▶ [PASSAGE SHOWN]

— START —

Once you get comfortable with notes like that, then you can move into building a portfolio with a self-directed IRA or placing notes with other people’s self-directed IRAs or other people’s money in general. We talked a lot about self-directed IRAs. These are great types of investments to put an IRA because they don’t require a lot of maintenance. The payers are paying the taxes. The payers are paying the insurance. You’re collecting or paying a servicing agent to collect the payments for you. They’re good for IRA, either a Roth or traditional IRA. Either way, they’re tax-free or tax-deferred, but they can certainly be bought and sold outside of there as well.
You move into that and then move into restructuring notes. We touched on that a little bit, but there are ways to entice payers to pay off early or change the terms that if you put it in a financial calculator, it’s going to give you a better return in the end. One of my favorite ways, the fifth way, would be partial participation. We do a lot of work with partial purchases, especially on notes where we might not want to buy the whole thing because the risk is a little bit high. We’ll go in and we’ll invest less. The payer is not going to want to sell everything for that smaller amount, but they can sell a portion of the payments, a portion of the time and that’s what we call partial participation. We do a lot of work. The fifth strategy that we use a lot is the partial participation strategy.

— END —

▶ [INFORMATION SHOWN]
— START —

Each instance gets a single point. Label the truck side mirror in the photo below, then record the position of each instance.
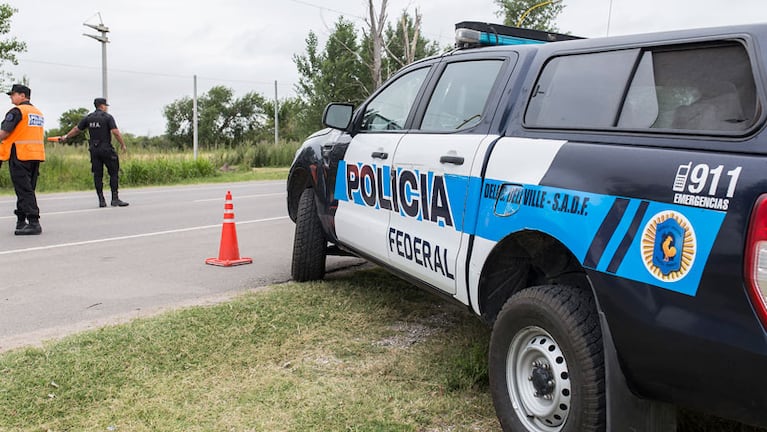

— END —

▶ [PROBLEMS]
1. In the passage on note investing, what name does the speaker give to buying only a portion of a note's payments for a portion of the time?
2. Resume the passage on note investing, picking up right after its final sentence.
The material above stands apart from the passage on note investing.

▶ [ANSWERS PROVIDED]
1. Partial participation.

2.
A lot of people don’t know that you can buy part of a note. Let’s say there are 180 payments left on a note and the person is not all that well seasoned or the property is not worth much more than the balances. You don’t want to take that entire risk yourself and buy the entire note. You buy the next 25 or 30 payments for a price. A lot of people don’t know you can do that. It’s a tremendously smart move. You can invest and hedge your bet at the same time because the note seller is not going to let you fail in that case if they’re owed a lot of money. They’re going to get out and protect you.
You’ve got the seller that’s still in the deal with you. You’ve lowered your investment to value. You’ve bought the portion of the note that’s most valuable, which is the more immediate payments rather than the ones way off in the future. You’re not having to discount if the seller is high. It’s more palatable to them as well. There are ways to split up partials. You don’t have to buy all of it. We might buy fifteen years of payments or we might buy 50% of the next 30 years of payments. There are different ways to split it up. We might buy 500, give 300 to an investor and take the other 200. There are all kinds of strategies you can use. You can do RAPs where you’re sending off the payment of the underlying. There are different strategies to use that all play into that whole partial participation.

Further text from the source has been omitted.